**BRIEF:**
Recast everything from the item containing "Each instance receives one keypoint. Mark the mooring" down through the last item as a two-column CSV with the headers instruction and point. Give one row per item, with each value in its own quoted field and any line breaks replaced by spaces.

Pointing dataset items:
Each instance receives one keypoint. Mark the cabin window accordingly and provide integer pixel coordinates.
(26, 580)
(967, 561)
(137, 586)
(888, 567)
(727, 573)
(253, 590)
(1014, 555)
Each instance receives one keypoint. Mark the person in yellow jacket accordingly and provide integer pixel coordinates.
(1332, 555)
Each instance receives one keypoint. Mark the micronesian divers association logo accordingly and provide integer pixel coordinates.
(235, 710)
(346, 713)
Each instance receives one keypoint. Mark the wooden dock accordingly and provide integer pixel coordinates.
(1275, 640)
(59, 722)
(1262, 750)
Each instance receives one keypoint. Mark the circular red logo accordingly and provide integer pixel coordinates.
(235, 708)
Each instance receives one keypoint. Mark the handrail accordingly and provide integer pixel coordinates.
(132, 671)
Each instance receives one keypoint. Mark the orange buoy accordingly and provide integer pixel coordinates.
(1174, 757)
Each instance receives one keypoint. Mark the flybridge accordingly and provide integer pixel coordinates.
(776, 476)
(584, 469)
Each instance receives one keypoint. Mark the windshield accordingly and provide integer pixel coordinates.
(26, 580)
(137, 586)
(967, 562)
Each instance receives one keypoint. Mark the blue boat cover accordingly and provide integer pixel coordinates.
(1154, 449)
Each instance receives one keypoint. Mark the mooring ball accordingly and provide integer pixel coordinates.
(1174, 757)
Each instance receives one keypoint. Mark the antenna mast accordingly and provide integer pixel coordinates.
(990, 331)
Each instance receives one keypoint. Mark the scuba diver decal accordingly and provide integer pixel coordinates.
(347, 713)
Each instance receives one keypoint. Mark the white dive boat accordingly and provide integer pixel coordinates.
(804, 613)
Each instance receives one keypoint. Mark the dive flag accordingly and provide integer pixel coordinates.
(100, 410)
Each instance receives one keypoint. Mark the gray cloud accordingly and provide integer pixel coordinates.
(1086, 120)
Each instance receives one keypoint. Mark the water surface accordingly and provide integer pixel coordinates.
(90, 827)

**ANSWER TO THIS PROBLEM:**
instruction,point
"Each instance receives one keypoint. Mark the mooring ball accordingly and provide integer pixel coordinates.","(1174, 757)"
"Each instance receives one keypoint. Mark the antenna mast accordingly and provide integer pixel coordinates.","(990, 331)"
"Each instance receives one keypoint. Mark the scuba diver decal accordingly and provide integer pixel coordinates.","(347, 713)"
"Each instance receives one keypoint. Mark the white dive boat accordingly and provide integer pixel coordinates.","(804, 613)"
"Each instance receives one keypoint. Mark the dive flag accordingly and provide integer pixel coordinates.","(100, 410)"
"Each instance receives one keypoint. Mark the gray cloud accordingly and provide integer pixel coordinates.","(1086, 120)"
"Each instance receives one keypoint. Mark the water surface accordingly and provide integer pixel coordinates.","(90, 827)"